Top of EXTRACTED INFORMATION

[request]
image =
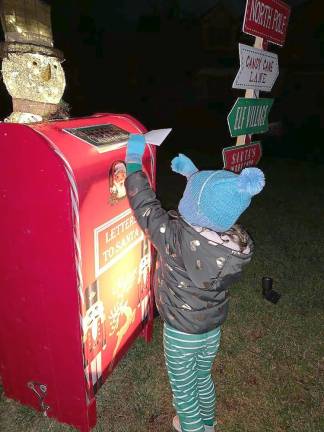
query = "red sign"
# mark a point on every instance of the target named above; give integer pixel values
(238, 157)
(267, 19)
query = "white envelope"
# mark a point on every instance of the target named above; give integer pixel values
(156, 137)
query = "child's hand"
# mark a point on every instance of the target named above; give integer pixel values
(135, 148)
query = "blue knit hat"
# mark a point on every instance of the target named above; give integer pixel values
(216, 199)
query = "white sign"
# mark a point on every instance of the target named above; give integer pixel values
(259, 69)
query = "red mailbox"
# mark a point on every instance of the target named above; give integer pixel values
(75, 267)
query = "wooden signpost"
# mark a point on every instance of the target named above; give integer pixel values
(249, 116)
(259, 69)
(267, 20)
(236, 158)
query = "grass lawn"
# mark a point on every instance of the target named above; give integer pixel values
(270, 369)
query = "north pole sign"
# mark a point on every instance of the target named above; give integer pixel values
(259, 69)
(238, 157)
(249, 116)
(267, 19)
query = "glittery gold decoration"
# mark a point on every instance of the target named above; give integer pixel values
(27, 21)
(34, 77)
(31, 67)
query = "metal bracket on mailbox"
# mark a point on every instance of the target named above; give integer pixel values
(40, 391)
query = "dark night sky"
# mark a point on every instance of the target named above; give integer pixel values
(111, 66)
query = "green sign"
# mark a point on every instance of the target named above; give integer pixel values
(249, 116)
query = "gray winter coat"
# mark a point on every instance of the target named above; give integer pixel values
(193, 274)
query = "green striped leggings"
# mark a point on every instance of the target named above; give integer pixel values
(189, 359)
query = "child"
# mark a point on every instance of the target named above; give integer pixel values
(200, 255)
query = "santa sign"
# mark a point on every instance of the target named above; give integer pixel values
(259, 69)
(267, 19)
(238, 157)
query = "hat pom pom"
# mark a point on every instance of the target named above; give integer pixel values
(183, 165)
(251, 181)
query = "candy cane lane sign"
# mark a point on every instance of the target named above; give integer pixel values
(267, 19)
(238, 157)
(259, 69)
(249, 116)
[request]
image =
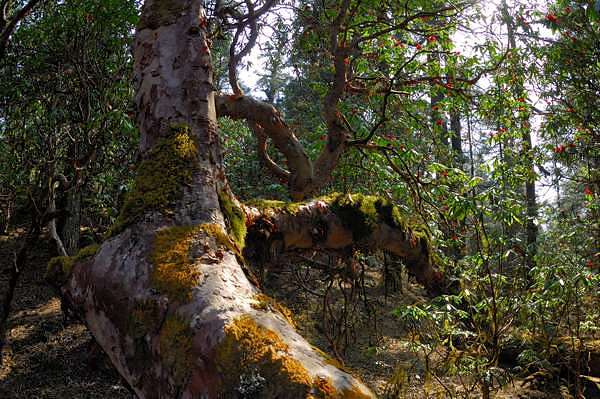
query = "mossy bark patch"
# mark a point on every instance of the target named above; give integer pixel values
(265, 302)
(59, 268)
(255, 363)
(234, 217)
(174, 273)
(160, 179)
(250, 352)
(175, 342)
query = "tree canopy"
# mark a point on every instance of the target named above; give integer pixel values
(331, 146)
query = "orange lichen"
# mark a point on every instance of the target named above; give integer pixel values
(255, 354)
(174, 273)
(324, 388)
(249, 349)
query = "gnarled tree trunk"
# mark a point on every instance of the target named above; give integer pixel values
(166, 296)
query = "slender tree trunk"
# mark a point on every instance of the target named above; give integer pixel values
(531, 229)
(70, 230)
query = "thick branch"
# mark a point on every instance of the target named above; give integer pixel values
(269, 119)
(346, 221)
(261, 146)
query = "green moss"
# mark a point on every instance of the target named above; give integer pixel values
(249, 350)
(174, 273)
(234, 217)
(265, 302)
(290, 207)
(60, 267)
(160, 179)
(175, 340)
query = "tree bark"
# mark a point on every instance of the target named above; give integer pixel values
(166, 296)
(71, 228)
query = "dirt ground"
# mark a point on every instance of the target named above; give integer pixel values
(45, 357)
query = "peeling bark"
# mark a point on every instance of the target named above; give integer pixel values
(166, 297)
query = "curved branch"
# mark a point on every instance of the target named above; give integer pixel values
(271, 123)
(261, 146)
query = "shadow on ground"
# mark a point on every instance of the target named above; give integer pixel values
(44, 357)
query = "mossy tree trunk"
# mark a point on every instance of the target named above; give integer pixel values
(166, 295)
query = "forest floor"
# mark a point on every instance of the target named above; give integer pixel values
(44, 357)
(47, 358)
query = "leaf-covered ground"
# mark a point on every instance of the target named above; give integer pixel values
(45, 357)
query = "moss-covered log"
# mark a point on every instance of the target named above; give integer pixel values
(340, 221)
(166, 295)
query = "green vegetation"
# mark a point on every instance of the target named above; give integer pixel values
(234, 218)
(59, 268)
(161, 176)
(481, 149)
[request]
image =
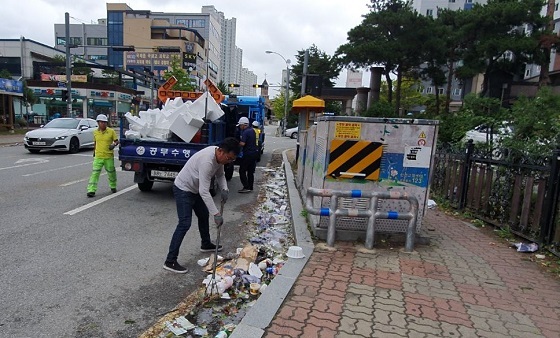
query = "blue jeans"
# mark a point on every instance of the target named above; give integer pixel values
(187, 202)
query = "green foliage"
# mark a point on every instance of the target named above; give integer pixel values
(380, 109)
(536, 124)
(184, 82)
(5, 74)
(319, 63)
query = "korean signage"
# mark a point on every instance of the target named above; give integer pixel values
(62, 78)
(11, 86)
(348, 130)
(145, 59)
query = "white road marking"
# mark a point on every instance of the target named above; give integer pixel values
(26, 162)
(99, 201)
(84, 179)
(56, 169)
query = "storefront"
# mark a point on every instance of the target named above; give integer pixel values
(86, 102)
(9, 90)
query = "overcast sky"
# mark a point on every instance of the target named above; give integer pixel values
(285, 26)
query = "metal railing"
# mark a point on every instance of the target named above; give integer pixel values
(372, 214)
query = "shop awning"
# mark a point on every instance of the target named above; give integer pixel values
(102, 103)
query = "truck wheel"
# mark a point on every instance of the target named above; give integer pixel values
(146, 185)
(228, 171)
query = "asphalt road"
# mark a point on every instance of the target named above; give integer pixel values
(79, 267)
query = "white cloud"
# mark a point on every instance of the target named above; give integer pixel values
(282, 26)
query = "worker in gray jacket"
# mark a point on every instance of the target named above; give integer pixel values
(192, 193)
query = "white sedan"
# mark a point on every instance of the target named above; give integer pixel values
(291, 132)
(61, 134)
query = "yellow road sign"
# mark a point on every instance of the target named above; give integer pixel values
(355, 159)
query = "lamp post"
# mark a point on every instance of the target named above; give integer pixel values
(287, 88)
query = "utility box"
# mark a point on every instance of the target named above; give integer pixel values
(367, 154)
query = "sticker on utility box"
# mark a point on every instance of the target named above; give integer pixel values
(417, 157)
(348, 130)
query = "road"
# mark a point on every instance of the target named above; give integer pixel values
(92, 267)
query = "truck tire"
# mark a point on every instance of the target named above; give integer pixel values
(146, 185)
(228, 171)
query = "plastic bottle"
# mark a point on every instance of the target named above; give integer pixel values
(222, 334)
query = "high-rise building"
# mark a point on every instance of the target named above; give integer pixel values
(90, 40)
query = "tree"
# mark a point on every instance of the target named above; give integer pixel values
(184, 81)
(320, 63)
(494, 31)
(390, 35)
(5, 74)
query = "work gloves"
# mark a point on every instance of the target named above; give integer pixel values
(219, 220)
(225, 194)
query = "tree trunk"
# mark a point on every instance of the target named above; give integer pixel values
(389, 85)
(451, 68)
(398, 109)
(544, 78)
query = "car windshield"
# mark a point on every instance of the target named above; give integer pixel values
(63, 124)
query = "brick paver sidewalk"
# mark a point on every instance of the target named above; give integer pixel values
(461, 285)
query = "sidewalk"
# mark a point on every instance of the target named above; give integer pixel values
(461, 285)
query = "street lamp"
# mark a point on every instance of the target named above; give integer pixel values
(287, 88)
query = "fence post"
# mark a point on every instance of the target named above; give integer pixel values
(466, 175)
(551, 200)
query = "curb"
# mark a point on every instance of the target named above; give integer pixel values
(261, 314)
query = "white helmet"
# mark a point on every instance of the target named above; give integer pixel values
(243, 120)
(102, 118)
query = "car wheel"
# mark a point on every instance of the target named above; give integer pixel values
(146, 185)
(74, 146)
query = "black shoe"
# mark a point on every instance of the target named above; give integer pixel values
(210, 248)
(175, 267)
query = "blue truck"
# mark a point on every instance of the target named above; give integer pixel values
(160, 160)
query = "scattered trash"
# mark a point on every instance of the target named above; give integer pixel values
(180, 325)
(295, 252)
(431, 204)
(522, 247)
(243, 275)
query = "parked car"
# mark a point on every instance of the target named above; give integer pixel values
(291, 132)
(61, 134)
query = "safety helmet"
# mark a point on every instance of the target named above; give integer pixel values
(243, 120)
(102, 118)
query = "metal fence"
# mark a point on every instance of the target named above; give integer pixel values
(519, 194)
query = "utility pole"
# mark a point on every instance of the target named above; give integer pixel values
(304, 72)
(152, 83)
(68, 65)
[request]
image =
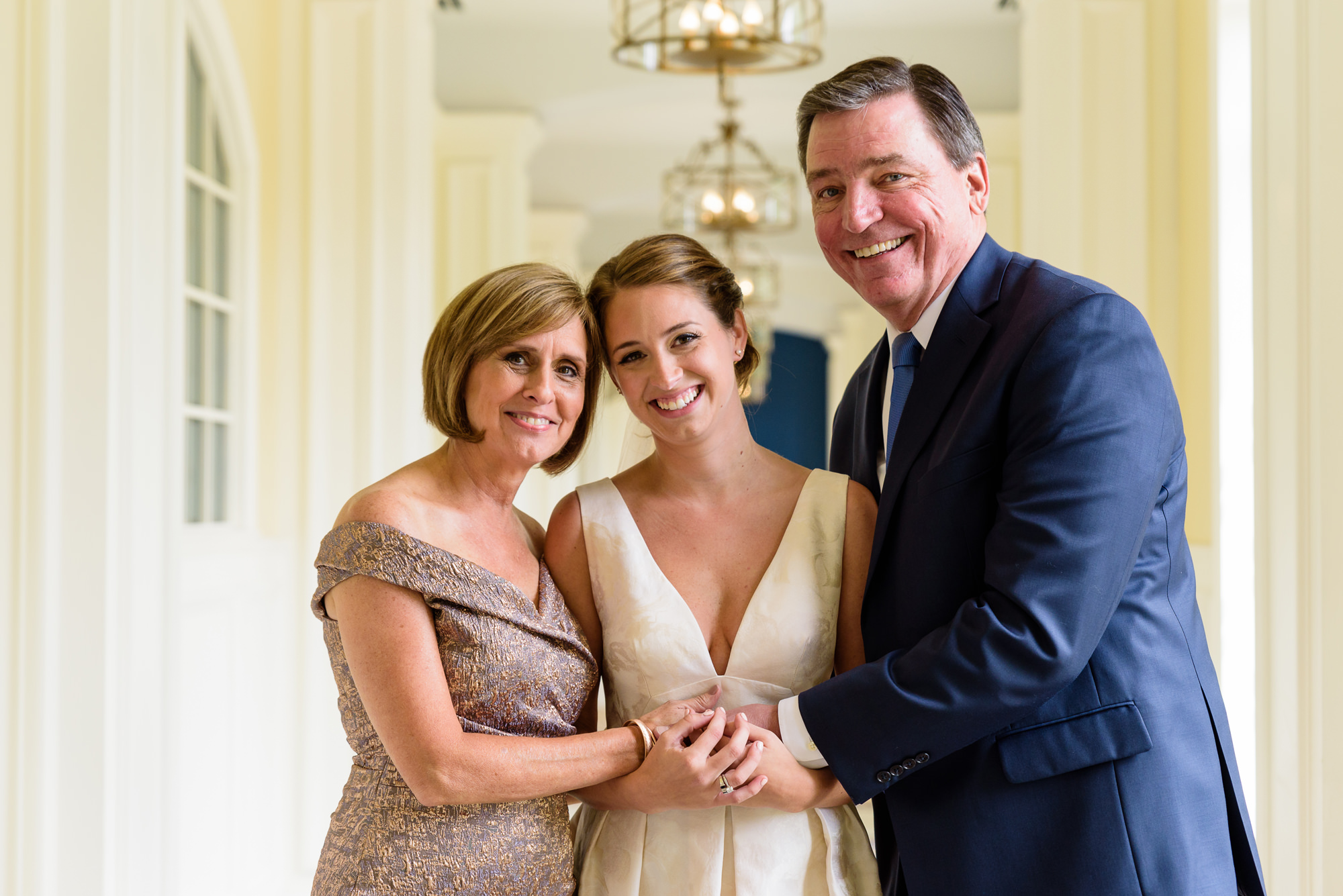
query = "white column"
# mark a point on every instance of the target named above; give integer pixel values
(369, 306)
(84, 302)
(483, 195)
(1298, 128)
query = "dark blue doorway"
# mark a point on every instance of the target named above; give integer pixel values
(792, 420)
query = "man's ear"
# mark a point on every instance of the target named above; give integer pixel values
(977, 184)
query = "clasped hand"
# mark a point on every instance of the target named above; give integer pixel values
(683, 769)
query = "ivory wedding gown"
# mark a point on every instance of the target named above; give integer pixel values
(655, 652)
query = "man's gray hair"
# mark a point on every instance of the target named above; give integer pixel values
(943, 106)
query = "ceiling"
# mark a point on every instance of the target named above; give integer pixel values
(610, 130)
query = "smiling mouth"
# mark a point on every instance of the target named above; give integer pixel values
(679, 401)
(538, 423)
(879, 248)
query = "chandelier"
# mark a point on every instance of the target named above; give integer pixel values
(730, 191)
(734, 36)
(729, 185)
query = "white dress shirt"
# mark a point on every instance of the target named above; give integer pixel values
(793, 730)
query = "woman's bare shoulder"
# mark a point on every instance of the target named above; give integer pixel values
(398, 501)
(862, 505)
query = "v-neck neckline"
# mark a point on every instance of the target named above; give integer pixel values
(751, 603)
(538, 608)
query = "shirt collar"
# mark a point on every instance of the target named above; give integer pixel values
(926, 322)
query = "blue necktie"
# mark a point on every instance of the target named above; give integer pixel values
(905, 360)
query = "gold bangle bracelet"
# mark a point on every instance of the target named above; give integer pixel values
(644, 734)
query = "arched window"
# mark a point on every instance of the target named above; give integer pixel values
(212, 311)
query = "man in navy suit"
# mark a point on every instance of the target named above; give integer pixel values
(1039, 713)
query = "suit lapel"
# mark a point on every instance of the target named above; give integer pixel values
(953, 346)
(870, 444)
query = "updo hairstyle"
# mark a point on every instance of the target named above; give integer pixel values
(672, 259)
(503, 307)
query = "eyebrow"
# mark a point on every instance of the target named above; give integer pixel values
(874, 161)
(668, 332)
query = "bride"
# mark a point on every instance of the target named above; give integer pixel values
(714, 561)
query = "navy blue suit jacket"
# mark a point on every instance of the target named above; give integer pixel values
(1039, 713)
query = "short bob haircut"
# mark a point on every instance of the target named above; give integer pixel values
(498, 310)
(672, 259)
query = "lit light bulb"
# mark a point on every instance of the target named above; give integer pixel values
(691, 17)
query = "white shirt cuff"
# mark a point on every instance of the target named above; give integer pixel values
(793, 732)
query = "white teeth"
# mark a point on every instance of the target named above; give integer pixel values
(879, 248)
(680, 401)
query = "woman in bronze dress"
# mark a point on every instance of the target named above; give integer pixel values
(461, 673)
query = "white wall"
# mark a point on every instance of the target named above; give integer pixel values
(163, 728)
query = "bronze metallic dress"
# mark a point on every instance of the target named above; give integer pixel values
(514, 670)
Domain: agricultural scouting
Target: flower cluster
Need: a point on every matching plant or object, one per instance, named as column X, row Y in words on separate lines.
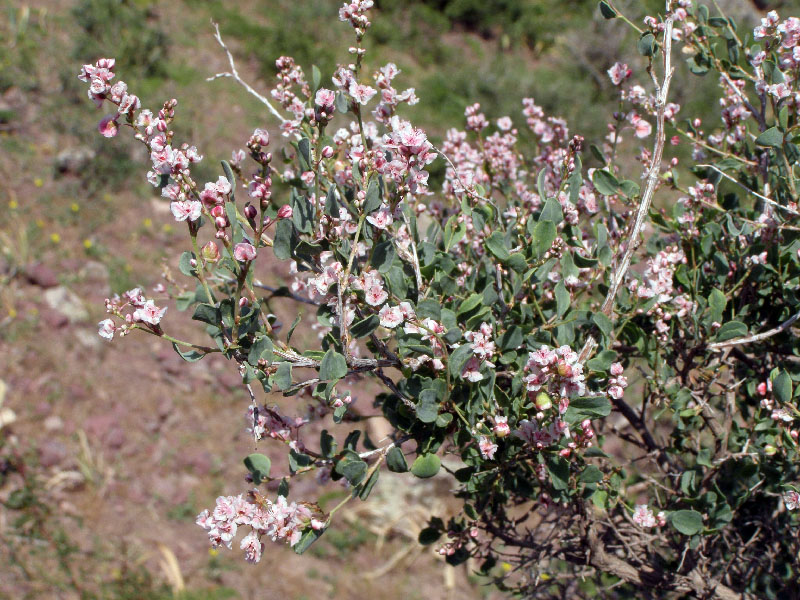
column 133, row 309
column 279, row 520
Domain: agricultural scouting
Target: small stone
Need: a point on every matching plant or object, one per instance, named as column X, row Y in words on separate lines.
column 53, row 319
column 53, row 423
column 41, row 275
column 94, row 271
column 74, row 160
column 67, row 303
column 52, row 453
column 88, row 338
column 115, row 438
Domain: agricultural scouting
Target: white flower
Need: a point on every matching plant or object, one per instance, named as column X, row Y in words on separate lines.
column 107, row 329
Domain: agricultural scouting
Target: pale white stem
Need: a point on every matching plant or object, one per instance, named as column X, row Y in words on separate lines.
column 756, row 337
column 748, row 190
column 235, row 75
column 647, row 196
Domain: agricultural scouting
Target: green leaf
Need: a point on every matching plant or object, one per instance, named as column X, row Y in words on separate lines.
column 647, row 44
column 207, row 313
column 544, row 234
column 717, row 303
column 283, row 376
column 458, row 359
column 352, row 468
column 428, row 406
column 282, row 244
column 468, row 305
column 591, row 474
column 189, row 355
column 327, row 444
column 558, row 468
column 511, row 339
column 396, row 461
column 552, row 211
column 304, row 153
column 366, row 326
column 366, row 489
column 373, row 200
column 226, row 168
column 233, row 219
column 308, row 538
column 607, row 11
column 302, row 212
column 687, row 522
column 562, row 298
column 604, row 324
column 261, row 348
column 496, row 244
column 383, row 256
column 316, row 77
column 731, row 330
column 516, row 261
column 772, row 137
column 259, row 466
column 426, row 465
column 185, row 265
column 782, row 387
column 333, row 366
column 587, row 408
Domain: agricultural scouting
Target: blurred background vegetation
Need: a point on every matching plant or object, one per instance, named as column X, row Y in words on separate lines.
column 74, row 199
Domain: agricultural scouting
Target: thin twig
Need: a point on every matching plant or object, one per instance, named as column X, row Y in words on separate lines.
column 647, row 197
column 748, row 190
column 756, row 337
column 235, row 75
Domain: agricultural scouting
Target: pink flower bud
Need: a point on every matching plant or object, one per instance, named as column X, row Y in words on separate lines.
column 543, row 401
column 244, row 252
column 210, row 252
column 108, row 126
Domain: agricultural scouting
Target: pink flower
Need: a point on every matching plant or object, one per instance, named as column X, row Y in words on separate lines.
column 619, row 73
column 487, row 447
column 129, row 104
column 252, row 547
column 643, row 516
column 501, row 428
column 641, row 127
column 382, row 218
column 504, row 124
column 376, row 295
column 791, row 500
column 107, row 329
column 471, row 371
column 108, row 126
column 149, row 313
column 325, row 98
column 186, row 209
column 391, row 317
column 244, row 252
column 361, row 93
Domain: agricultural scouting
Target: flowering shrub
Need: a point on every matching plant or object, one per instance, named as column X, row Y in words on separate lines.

Bottom of EXTRACTED INFORMATION

• WORK ORDER
Only the lines above from the one with "Target: white flower" up to and including the one with "Target: pale white stem" should be repeated, exactly as written.

• OUTPUT BELOW
Target: white flower
Need: a point on every matching plant or object, one per instance, named as column X, row Y in words on separate lines.
column 107, row 329
Domain: agricultural scouting
Target: pale white stem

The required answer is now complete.